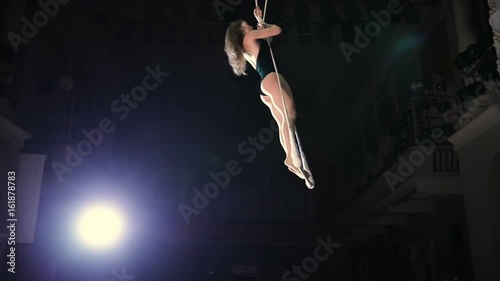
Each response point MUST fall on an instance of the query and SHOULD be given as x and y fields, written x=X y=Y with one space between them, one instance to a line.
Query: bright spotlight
x=100 y=226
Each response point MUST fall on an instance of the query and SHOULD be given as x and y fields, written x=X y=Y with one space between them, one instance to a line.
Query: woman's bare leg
x=271 y=88
x=283 y=140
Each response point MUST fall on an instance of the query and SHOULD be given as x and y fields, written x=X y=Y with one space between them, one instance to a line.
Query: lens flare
x=100 y=226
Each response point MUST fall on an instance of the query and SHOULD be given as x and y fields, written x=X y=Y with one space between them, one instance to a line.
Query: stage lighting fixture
x=473 y=90
x=425 y=105
x=443 y=106
x=418 y=87
x=469 y=56
x=100 y=226
x=424 y=133
x=488 y=70
x=448 y=130
x=440 y=87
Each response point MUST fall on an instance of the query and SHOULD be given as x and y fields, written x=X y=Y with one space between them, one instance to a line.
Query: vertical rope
x=294 y=138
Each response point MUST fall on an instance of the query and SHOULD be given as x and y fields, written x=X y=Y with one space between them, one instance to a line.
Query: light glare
x=100 y=226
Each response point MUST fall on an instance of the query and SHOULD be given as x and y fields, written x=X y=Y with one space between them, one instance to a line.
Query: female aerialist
x=244 y=44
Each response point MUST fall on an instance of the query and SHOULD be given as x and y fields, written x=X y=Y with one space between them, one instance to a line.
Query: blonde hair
x=234 y=48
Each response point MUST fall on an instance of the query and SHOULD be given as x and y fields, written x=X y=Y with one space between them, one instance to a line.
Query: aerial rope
x=294 y=135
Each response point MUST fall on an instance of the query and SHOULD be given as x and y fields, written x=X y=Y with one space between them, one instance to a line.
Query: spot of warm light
x=100 y=226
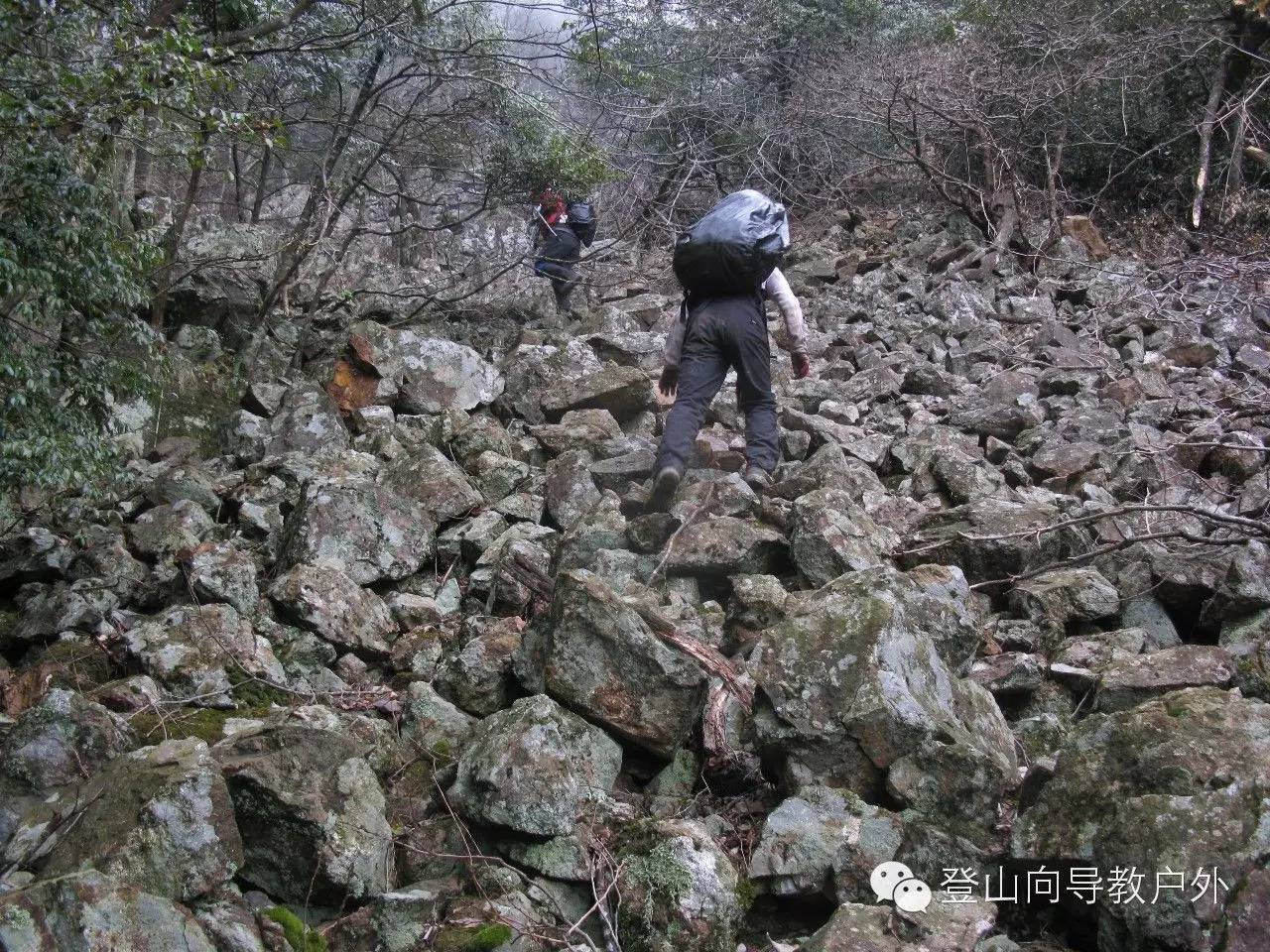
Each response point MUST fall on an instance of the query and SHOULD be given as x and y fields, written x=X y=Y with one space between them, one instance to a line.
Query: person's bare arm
x=792 y=311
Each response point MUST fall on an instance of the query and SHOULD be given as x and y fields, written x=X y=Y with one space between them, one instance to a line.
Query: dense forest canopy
x=127 y=125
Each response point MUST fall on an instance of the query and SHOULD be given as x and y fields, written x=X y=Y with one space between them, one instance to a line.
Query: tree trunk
x=266 y=162
x=175 y=234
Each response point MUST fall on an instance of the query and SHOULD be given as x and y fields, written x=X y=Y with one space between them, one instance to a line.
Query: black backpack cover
x=733 y=248
x=581 y=221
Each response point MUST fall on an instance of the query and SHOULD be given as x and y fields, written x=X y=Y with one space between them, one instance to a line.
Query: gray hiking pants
x=724 y=333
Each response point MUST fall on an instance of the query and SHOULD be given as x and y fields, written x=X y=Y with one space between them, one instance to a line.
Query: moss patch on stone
x=300 y=937
x=476 y=938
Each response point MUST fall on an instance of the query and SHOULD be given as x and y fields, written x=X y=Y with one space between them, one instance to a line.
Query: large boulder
x=91 y=912
x=726 y=544
x=425 y=375
x=992 y=539
x=366 y=530
x=1174 y=783
x=307 y=421
x=830 y=536
x=534 y=767
x=680 y=892
x=329 y=603
x=436 y=481
x=944 y=927
x=622 y=391
x=853 y=692
x=601 y=658
x=811 y=838
x=310 y=811
x=191 y=651
x=159 y=819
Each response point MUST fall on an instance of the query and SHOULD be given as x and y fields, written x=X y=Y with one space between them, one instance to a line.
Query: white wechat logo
x=896 y=881
x=885 y=878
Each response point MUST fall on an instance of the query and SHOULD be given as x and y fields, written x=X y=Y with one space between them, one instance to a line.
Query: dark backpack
x=581 y=221
x=733 y=248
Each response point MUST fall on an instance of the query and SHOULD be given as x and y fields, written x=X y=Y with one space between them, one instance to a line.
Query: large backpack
x=581 y=221
x=733 y=248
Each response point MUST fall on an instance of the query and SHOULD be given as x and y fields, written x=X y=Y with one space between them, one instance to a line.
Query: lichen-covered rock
x=852 y=692
x=532 y=767
x=168 y=530
x=434 y=726
x=329 y=603
x=1178 y=782
x=1130 y=679
x=991 y=539
x=159 y=819
x=578 y=429
x=1064 y=595
x=425 y=375
x=91 y=912
x=435 y=481
x=808 y=838
x=622 y=391
x=191 y=651
x=64 y=739
x=476 y=673
x=601 y=658
x=367 y=531
x=680 y=892
x=571 y=490
x=310 y=811
x=944 y=927
x=829 y=536
x=33 y=555
x=225 y=572
x=726 y=546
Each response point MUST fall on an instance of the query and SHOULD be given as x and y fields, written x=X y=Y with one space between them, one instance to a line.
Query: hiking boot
x=663 y=489
x=758 y=480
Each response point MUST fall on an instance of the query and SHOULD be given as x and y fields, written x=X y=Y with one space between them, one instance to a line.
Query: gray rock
x=325 y=601
x=434 y=726
x=436 y=481
x=91 y=912
x=680 y=884
x=534 y=767
x=159 y=819
x=726 y=546
x=225 y=572
x=476 y=675
x=423 y=375
x=168 y=530
x=191 y=649
x=601 y=658
x=822 y=830
x=1064 y=595
x=367 y=531
x=1130 y=679
x=571 y=490
x=64 y=739
x=622 y=391
x=310 y=811
x=944 y=927
x=829 y=536
x=852 y=692
x=1189 y=769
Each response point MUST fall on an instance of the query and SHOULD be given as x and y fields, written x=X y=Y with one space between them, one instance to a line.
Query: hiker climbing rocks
x=562 y=230
x=726 y=264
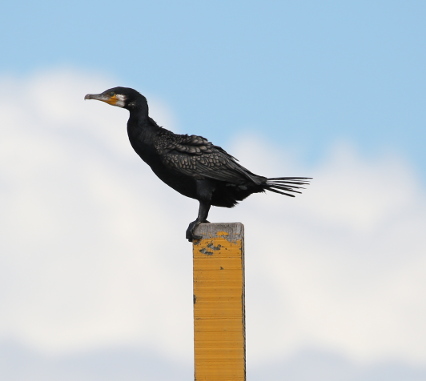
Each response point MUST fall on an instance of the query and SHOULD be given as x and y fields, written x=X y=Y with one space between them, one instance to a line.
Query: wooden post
x=219 y=321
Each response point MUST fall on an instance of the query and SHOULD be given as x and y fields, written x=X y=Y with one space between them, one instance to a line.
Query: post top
x=231 y=231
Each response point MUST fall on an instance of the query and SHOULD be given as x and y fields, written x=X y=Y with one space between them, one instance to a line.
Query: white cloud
x=93 y=249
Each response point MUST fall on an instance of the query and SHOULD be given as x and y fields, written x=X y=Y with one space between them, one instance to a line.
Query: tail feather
x=283 y=185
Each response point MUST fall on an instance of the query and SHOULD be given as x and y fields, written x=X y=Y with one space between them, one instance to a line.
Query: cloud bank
x=93 y=252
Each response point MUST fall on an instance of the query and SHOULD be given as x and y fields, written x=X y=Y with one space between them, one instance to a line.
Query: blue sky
x=302 y=74
x=333 y=90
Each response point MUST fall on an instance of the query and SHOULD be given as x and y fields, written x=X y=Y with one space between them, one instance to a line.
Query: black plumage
x=191 y=164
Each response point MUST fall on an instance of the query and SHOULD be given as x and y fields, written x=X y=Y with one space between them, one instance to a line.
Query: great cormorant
x=190 y=164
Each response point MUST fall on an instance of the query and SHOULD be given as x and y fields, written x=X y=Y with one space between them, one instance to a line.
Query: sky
x=95 y=273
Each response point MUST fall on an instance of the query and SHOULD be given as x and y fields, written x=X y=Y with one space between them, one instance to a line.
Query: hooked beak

──────────

--- YOUR TASK ---
Pictures are not part of the copy; retype all the other material exactly.

--- SOLUTION BELOW ---
Each response point MUST fall on an instance of the query and SHOULD be given as x and y fields, written x=X y=Y with one space between them, one instance to a line.
Query: bright spotlight
x=100 y=226
Each response point MUST fall on an instance of the query and SHOULD be given as x and y fields, written x=X y=Y with one space between them, one instance to a line.
Query: woman's bare leg
x=271 y=88
x=283 y=140
Each response point MUST fall on an instance of the query and SHOULD be given as x and y fields, written x=X y=Y with one space between them, one instance to a line.
Query: lens flare
x=100 y=226
Each response point MUST fall on an instance of the query and SHOULD be given as x and y fields, written x=X y=Y with one space between them, one instance to a line.
Query: stage lighting fixture
x=473 y=90
x=425 y=105
x=443 y=106
x=418 y=87
x=469 y=56
x=100 y=226
x=424 y=133
x=488 y=70
x=448 y=130
x=440 y=87
Each response point MUST fall on an instance of the query and SHOULD be given as x and y fields, written x=X y=Y with one space between them, one instance to a line.
Query: vertical rope
x=294 y=138
Each response point MUST fall on an instance of the query and SHOULD be given as x and y fields, written x=X y=Y with one space between them, one instance to a line.
Query: light glare
x=100 y=226
Each response point MUST fall on an instance of the query and SHOULD be given as x and y fields, written x=X y=Y with one space between them, one instance to a line.
Query: female aerialist
x=244 y=44
Each response point MUST fall on an instance of the query and SHOULD be given as x and y fields, written x=X y=Y with one space between them, one instance to a line.
Query: blonde hair
x=234 y=48
Each response point MUST fall on an instance of the query and SHOULD be given as x and y fields, written x=X y=Y with one space between them, one instance to a line.
Query: aerial rope
x=294 y=135
Each response point MUST fall on an instance of the query and SHOULD be given as x and y fields, written x=X y=Y with one space between them, one instance to a line.
Query: spot of warm light
x=100 y=226
Each response point MUST fall on an instance of the query and SHOULD be given as x and y fields, written x=X y=Y with one space between them, one instance to a line.
Query: person's bare arm
x=792 y=311
Each response point MUST fall on an instance of the query and SHOULD be given as x and y fields, written x=X y=Y with one space between them, one instance to a line.
Query: dense forest canopy
x=127 y=125
Each response point MUST fall on an instance of the query and SHOULD be given as x and y fields, written x=X y=Y with one space between them, one instance to a line.
Query: tree trunk
x=266 y=162
x=175 y=234
Each response point MUST fall on an instance of the query and SHOULD be given as x and y fields, written x=X y=Y with one space between them, one instance to a line.
Query: black backpack cover
x=733 y=248
x=581 y=221
Each response point MUST fall on an instance of the query and SHOULD be given as x and y fields, written x=X y=Y with one space between them, one instance to a line.
Query: gray hiking pants
x=724 y=333
Each response point MUST fall on an instance of the query and SHOULD be given as x and y fields, written x=X y=Y with one space between them, one instance to a line.
Query: moss patch on stone
x=300 y=937
x=476 y=938
Each response point MUST fall on an instance of the query and SHOULD be given as x and y fields, written x=X y=Y with one space between them, one instance to a line.
Query: large boulder
x=91 y=912
x=726 y=544
x=425 y=375
x=992 y=539
x=366 y=530
x=1174 y=783
x=307 y=421
x=830 y=536
x=534 y=767
x=680 y=892
x=329 y=603
x=436 y=481
x=944 y=927
x=622 y=391
x=853 y=692
x=601 y=658
x=811 y=838
x=310 y=811
x=191 y=651
x=159 y=819
Each response point MUST fall on an instance of the query and SHOULD be given as x and y fields, written x=X y=Y with one space between them, one instance to a line.
Query: white wechat logo
x=896 y=881
x=885 y=878
Each response point MUST fall on an instance of the query and SHOULD be given as x and y fields, written x=X y=Y with one space between them, one instance to a line.
Query: dark backpack
x=581 y=221
x=733 y=248
Each response point MUST fall on an instance of the query and SHOULD be given as x and y fields, written x=X y=Y with one space between them, one instance to a line.
Query: large backpack
x=581 y=221
x=733 y=248
Each response point MUST fall on an instance of the query and SHOULD be given as x and y fields, written x=X y=Y with one space between them, one instance to a line.
Query: lichen-covered rock
x=852 y=692
x=532 y=767
x=168 y=530
x=434 y=726
x=329 y=603
x=1178 y=782
x=1130 y=679
x=991 y=539
x=159 y=819
x=578 y=429
x=1064 y=595
x=425 y=375
x=91 y=912
x=435 y=481
x=808 y=838
x=622 y=391
x=191 y=651
x=64 y=739
x=476 y=673
x=601 y=658
x=367 y=531
x=680 y=892
x=571 y=490
x=310 y=811
x=944 y=927
x=829 y=536
x=33 y=555
x=225 y=572
x=726 y=546
Each response point MUST fall on an instance of the query and SHOULD be given as x and y fields, written x=X y=Y with one space between them, one instance to a line.
Query: hiking boot
x=663 y=489
x=758 y=480
Each response point MUST fall on an instance of the query and SHOULD be given as x and y fields, written x=X y=Y with one space between them, one instance to a line.
Query: gray rock
x=325 y=601
x=434 y=726
x=436 y=481
x=91 y=912
x=680 y=884
x=534 y=767
x=159 y=819
x=726 y=546
x=225 y=572
x=476 y=675
x=423 y=375
x=168 y=530
x=191 y=649
x=601 y=658
x=822 y=830
x=1064 y=595
x=367 y=531
x=1130 y=679
x=571 y=490
x=64 y=739
x=622 y=391
x=310 y=811
x=944 y=927
x=829 y=536
x=852 y=692
x=1189 y=769
Each response point MUST fall on an instance of the query and SHOULD be given as x and y fields, written x=X y=Y with one space between them, one instance to a line.
Query: hiker climbing rocks
x=562 y=230
x=726 y=264
Each response point MUST fall on an instance of the query and SHOULD be given as x and y fields, written x=X y=Y with one space between them, one instance to a line.
Query: wooden post
x=219 y=321
Each response point MUST fall on an instance of the query and SHOULD be given as x and y fields, written x=X y=Y with one space between them, one instance to a line.
Query: post top
x=231 y=231
Each response point MUST fall on an instance of the query and SHOULD be given as x and y fields, written x=X y=Y with one space between them, one instance to a line.
Query: white cloud
x=93 y=249
Each response point MUST fall on an instance of the query and SHOULD be given as x and y fields, written x=X y=Y with one space between them, one instance to a line.
Query: tail feather
x=283 y=185
Each response point MUST fall on an instance of the query and SHOULD be given as x and y fields, written x=X y=Y with one space between them, one instance to a line.
Query: cloud bank
x=93 y=252
Each response point MUST fall on an instance of the query and SHOULD be given as x and y fields, written x=X y=Y with one space between them, one instance to a line.
Query: blue sky
x=302 y=74
x=333 y=90
Each response point MUST fall on an instance of the query and SHOULD be given as x and y fields, written x=X y=Y with one space between them, one instance to a line.
Query: black plumage
x=191 y=164
Each response point MUST fall on an instance of the query and SHOULD be given as x and y fields, written x=X y=Y with one space between them, one instance to a line.
Query: great cormorant
x=190 y=164
Each response point MUST fall on an instance of the query and SHOULD be given as x and y fields, written x=X y=Y with one space between them, one instance to a line.
Query: sky
x=95 y=273
Each response point MUST fall on an instance of the query and SHOULD be given as x and y fields, written x=X y=Y with one space between them, one instance to a line.
Query: hooked beak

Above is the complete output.